A lifetime ago
I find myself saying "It seems like that was just yesterday" a lot anymore. I guess I've always said it because things that happen in the past, both good and bad, etch themselves in our memories forever and when we recall them, they're just as intense and specific as they were on the day we experienced them. It just seems like I'm saying it now a lot more than I used to!
I was thinking back to my police officer days in Tulsa, Oklahoma recently and how they seemed like yesterday too. I had left the University of Arkansas after four years and no degree and moved to Tulsa without a clear idea of what I was going to do. My mom and dad had moved there earlier so I moved in with them and worked for my dad. I had only been doing that for a few weeks when my mom asked me if I was interested in being a Tulsa police officer. I was surprised at the question because being in law enforcement was something I had never even considered. These were the late 1960's and law enforcement wasn't held in very high esteem by a lot of young people back then. But it sounded fun and exciting to me so I told my mom that. She was good friends with a woman who was good friends with the Chief of Police and she called her right away. A week later I was getting ready to attend the Tulsa Police Academy.

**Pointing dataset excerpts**

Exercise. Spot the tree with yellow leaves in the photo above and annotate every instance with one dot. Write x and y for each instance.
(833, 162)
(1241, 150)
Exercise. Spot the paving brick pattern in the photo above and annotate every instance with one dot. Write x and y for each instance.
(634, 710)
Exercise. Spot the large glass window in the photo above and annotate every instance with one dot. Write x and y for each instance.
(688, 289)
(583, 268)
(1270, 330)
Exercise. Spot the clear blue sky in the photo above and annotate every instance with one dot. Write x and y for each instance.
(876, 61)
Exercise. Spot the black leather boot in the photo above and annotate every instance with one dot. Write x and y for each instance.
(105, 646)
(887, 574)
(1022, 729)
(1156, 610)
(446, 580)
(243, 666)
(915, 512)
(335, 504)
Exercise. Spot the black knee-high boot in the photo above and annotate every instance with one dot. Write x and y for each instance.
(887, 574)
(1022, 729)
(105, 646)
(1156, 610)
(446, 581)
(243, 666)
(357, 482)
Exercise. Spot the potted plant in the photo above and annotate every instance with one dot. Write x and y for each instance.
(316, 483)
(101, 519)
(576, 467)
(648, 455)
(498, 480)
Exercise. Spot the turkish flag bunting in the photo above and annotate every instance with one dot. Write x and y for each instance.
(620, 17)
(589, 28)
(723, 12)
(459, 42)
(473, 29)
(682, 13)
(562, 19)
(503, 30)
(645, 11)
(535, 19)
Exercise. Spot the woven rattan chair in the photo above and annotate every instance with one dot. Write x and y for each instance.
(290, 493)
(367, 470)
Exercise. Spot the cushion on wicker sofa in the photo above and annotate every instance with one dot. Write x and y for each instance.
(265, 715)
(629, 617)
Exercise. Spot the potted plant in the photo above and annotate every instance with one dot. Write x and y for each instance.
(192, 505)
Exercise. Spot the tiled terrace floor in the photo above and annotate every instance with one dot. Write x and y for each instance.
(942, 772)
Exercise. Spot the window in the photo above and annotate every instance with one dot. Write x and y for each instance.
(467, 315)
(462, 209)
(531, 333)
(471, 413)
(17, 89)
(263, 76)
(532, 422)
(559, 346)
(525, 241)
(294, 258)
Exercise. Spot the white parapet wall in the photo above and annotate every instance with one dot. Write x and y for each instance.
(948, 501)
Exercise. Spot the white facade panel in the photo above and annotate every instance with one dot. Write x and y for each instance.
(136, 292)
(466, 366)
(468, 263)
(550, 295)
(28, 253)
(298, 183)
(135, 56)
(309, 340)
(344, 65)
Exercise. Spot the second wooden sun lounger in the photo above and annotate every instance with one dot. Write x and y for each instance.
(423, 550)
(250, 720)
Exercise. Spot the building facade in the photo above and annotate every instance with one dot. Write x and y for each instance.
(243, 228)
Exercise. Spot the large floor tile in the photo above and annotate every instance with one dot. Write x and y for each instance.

**PROMPT 1**
In the passage, who asked the writer about becoming a Tulsa police officer?
**PROMPT 2**
Swap "memories" for "minds" and give the passage again from "A lifetime ago" up to and including "than I used to!".

**TASK OUTPUT 1**
The writer's mom.

**TASK OUTPUT 2**
A lifetime ago
I find myself saying "It seems like that was just yesterday" a lot anymore. I guess I've always said it because things that happen in the past, both good and bad, etch themselves in our minds forever and when we recall them, they're just as intense and specific as they were on the day we experienced them. It just seems like I'm saying it now a lot more than I used to!